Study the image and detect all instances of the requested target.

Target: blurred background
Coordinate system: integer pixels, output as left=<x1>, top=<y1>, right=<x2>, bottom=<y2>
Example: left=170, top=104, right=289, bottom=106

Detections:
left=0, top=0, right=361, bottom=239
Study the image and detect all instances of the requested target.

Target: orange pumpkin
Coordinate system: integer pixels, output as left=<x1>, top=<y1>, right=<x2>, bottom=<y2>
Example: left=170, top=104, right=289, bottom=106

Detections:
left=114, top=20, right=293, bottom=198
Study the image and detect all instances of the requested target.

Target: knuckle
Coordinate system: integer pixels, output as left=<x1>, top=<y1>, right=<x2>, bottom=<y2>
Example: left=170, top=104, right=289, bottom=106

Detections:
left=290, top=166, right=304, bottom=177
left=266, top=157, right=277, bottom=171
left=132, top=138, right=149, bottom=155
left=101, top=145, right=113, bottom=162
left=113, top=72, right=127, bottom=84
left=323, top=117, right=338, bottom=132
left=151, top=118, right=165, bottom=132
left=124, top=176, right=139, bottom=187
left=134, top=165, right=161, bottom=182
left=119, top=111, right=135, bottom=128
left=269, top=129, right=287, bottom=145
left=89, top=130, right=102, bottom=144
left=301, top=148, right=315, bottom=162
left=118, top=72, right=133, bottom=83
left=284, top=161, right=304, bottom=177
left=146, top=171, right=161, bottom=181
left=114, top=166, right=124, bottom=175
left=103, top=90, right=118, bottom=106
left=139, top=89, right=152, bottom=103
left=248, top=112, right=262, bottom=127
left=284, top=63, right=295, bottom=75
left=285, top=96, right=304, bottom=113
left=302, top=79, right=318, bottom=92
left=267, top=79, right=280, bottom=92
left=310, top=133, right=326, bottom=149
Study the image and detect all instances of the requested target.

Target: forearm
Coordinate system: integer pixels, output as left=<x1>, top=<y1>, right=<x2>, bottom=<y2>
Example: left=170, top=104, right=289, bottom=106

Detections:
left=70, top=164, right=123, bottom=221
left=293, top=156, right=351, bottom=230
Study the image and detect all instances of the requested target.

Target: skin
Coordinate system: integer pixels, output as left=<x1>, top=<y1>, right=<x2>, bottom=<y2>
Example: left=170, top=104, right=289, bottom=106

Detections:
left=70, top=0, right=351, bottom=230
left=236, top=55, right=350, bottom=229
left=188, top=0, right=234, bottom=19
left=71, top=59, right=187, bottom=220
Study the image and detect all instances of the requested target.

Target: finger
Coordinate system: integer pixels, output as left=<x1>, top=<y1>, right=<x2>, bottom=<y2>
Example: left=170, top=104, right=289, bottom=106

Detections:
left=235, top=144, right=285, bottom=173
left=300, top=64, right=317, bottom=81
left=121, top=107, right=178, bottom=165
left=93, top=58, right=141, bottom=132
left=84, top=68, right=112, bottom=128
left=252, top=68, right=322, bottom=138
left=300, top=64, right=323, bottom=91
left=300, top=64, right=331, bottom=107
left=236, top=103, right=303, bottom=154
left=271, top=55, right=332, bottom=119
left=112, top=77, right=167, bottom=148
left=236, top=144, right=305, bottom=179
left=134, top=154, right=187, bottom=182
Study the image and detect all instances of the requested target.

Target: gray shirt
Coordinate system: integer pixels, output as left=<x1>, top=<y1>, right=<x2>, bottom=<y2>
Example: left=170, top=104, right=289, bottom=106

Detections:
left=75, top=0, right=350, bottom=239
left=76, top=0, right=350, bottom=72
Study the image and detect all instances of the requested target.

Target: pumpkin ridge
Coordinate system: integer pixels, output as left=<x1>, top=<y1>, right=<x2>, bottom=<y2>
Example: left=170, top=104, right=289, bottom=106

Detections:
-*-*-
- PROBLEM DETAILS -
Your reply should be nothing but the lines from the one containing "Target: pumpkin ridge" through the last line above, copied exactly; please include both ends.

- WRITTEN ANSWER -
Target: pumpkin ridge
Coordinate system: integer pixels, output as left=<x1>, top=<y1>, right=<x2>, bottom=<y2>
Example: left=170, top=104, right=289, bottom=106

Detections:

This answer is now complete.